:: INSTRUCTIONS TO FOLLOW ::
What is needed is a copy of each line in the listing that contains "pole".
────────
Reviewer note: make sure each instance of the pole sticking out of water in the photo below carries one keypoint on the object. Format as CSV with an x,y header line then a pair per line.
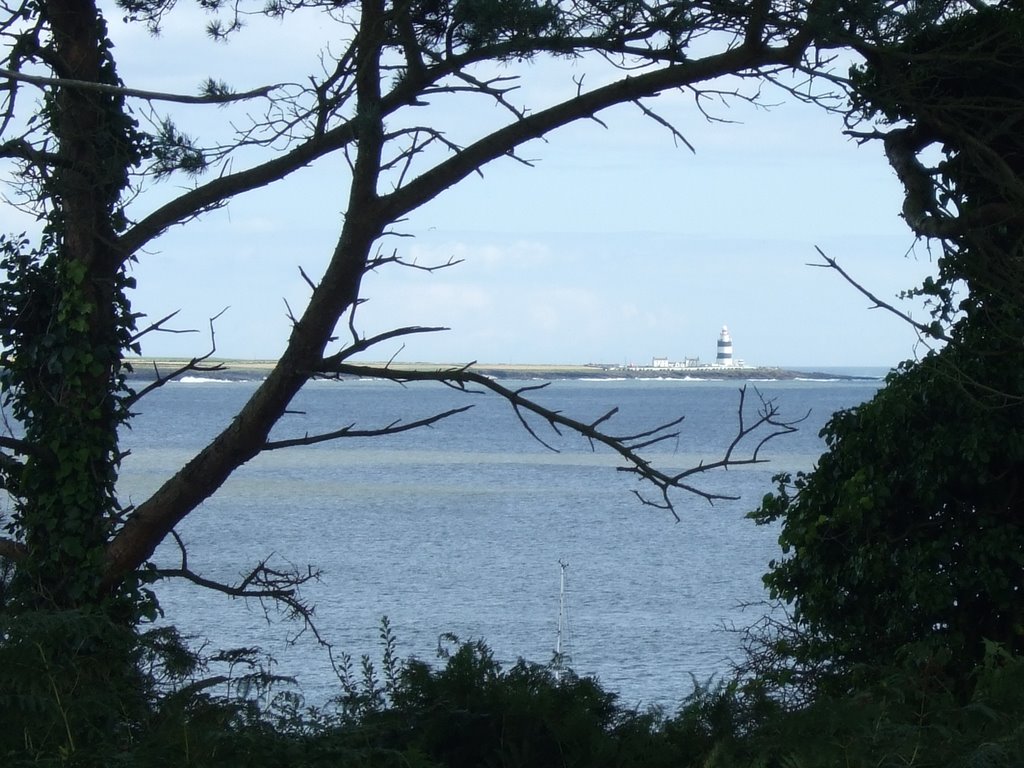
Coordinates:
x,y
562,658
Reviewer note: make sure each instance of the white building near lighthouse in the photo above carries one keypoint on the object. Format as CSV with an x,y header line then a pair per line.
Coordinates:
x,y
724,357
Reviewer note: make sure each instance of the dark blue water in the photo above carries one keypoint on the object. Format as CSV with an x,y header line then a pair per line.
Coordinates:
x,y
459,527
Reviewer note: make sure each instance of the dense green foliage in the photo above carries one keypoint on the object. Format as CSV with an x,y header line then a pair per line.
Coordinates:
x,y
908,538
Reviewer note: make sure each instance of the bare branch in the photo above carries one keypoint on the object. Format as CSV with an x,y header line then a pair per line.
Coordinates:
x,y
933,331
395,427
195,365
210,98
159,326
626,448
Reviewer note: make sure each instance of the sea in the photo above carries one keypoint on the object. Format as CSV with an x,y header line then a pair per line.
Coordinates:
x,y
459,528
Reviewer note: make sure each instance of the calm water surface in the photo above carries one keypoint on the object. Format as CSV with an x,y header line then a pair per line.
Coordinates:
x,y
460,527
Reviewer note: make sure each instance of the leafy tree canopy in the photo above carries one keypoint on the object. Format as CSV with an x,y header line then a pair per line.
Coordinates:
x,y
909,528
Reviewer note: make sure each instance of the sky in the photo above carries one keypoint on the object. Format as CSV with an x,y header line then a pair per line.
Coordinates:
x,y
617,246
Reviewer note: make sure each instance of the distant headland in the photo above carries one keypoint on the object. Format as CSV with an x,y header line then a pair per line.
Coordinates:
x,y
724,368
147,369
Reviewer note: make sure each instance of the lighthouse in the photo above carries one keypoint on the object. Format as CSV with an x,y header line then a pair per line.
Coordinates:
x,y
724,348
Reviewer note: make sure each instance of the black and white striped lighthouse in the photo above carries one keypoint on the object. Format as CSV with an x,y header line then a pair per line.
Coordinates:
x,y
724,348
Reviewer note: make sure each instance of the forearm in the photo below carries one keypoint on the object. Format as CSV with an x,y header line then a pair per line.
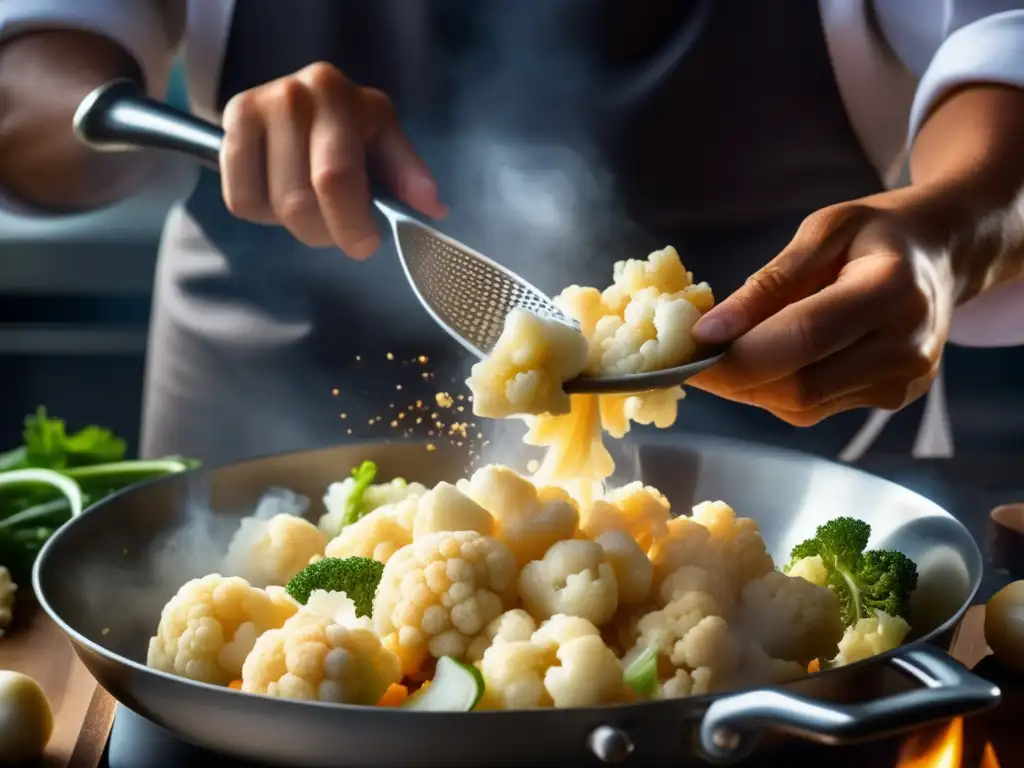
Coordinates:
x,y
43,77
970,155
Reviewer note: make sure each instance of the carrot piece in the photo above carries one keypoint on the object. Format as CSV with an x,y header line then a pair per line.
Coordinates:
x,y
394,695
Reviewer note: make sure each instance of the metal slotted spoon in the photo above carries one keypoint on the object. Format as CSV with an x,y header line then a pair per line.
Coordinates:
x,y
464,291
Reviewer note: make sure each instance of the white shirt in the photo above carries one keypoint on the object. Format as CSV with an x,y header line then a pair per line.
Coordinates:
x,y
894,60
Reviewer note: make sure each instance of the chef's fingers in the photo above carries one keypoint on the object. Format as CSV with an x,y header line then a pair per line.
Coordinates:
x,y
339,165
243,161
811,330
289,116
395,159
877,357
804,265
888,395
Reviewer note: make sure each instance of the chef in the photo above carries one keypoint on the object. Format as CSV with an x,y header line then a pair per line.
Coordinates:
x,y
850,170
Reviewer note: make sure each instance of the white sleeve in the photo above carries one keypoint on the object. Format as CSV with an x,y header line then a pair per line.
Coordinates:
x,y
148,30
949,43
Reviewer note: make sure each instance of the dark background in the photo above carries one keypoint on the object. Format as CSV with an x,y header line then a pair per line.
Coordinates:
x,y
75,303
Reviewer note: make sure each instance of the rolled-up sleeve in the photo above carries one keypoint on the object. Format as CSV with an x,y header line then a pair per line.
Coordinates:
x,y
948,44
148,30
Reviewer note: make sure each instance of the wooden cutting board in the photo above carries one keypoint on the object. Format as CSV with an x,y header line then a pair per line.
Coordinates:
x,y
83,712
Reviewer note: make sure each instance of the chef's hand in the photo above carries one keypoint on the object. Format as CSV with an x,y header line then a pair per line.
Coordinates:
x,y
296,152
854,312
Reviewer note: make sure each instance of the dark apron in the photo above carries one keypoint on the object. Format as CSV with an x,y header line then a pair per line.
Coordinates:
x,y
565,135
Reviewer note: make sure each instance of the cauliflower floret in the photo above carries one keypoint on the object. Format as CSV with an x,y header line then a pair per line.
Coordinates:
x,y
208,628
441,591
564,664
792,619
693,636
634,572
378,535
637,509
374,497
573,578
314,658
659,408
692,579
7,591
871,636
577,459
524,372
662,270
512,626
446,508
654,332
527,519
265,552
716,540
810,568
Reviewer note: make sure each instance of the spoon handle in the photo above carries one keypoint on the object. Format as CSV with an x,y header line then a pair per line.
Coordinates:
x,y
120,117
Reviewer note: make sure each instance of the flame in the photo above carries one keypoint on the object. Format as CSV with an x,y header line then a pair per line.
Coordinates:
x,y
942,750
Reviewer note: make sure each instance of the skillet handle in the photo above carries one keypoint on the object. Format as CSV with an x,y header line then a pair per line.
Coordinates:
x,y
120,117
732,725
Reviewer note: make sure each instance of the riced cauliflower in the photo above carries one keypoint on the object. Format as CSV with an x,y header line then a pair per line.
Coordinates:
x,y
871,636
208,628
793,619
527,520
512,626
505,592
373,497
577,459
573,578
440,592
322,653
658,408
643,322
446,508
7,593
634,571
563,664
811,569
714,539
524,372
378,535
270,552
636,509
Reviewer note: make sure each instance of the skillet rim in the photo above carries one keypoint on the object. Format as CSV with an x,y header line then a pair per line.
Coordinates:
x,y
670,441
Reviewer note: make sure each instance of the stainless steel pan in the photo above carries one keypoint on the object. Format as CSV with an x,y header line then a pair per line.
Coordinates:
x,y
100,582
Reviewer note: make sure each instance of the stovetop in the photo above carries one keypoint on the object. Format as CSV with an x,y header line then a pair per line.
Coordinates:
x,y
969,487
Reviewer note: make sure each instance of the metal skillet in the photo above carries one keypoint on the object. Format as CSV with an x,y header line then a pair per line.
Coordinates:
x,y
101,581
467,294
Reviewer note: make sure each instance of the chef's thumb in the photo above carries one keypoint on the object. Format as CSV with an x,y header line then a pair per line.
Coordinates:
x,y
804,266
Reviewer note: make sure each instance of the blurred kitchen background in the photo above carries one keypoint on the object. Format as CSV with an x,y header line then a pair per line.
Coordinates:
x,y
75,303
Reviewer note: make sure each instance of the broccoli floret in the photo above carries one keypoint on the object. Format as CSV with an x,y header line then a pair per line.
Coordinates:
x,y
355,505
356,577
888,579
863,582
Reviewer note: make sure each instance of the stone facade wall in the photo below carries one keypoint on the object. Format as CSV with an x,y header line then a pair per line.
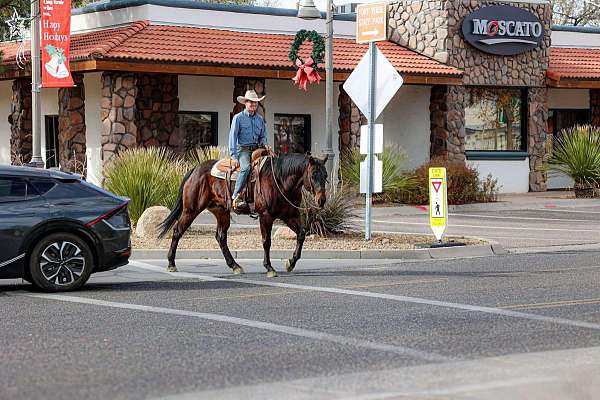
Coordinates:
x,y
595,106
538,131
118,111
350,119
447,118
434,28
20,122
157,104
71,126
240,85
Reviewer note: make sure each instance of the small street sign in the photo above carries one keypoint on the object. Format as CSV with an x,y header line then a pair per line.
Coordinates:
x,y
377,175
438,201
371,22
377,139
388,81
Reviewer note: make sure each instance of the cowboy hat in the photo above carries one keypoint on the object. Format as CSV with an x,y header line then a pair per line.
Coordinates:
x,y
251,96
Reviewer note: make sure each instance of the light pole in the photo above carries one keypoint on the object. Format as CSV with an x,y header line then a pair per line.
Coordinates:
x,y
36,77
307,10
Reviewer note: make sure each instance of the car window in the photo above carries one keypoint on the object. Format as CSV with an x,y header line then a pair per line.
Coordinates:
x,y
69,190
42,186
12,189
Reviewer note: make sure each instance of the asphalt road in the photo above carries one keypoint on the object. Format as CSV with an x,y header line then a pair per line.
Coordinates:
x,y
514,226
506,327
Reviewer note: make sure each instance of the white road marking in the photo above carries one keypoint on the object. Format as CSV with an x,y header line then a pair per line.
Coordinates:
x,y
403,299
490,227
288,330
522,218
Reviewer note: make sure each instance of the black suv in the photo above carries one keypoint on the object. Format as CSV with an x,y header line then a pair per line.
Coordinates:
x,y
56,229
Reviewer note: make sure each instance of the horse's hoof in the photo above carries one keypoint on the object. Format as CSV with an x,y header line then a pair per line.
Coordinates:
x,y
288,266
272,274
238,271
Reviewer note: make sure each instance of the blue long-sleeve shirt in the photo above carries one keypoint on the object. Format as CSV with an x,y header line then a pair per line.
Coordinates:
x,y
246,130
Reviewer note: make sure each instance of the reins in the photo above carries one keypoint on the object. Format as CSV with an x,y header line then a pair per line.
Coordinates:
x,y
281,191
────────
:: YOUR SOLUTION ::
Reviewer note: make sure each instance of the pole sticking out of water in the photo below carries one keypoint on the object. Format as CSV with an x,y header line then a pair per line.
Reviewer note: make sure each instance of the light pole in the photo above carries one keypoint on the object. Format as CSV with an x,y header line then a pair per line.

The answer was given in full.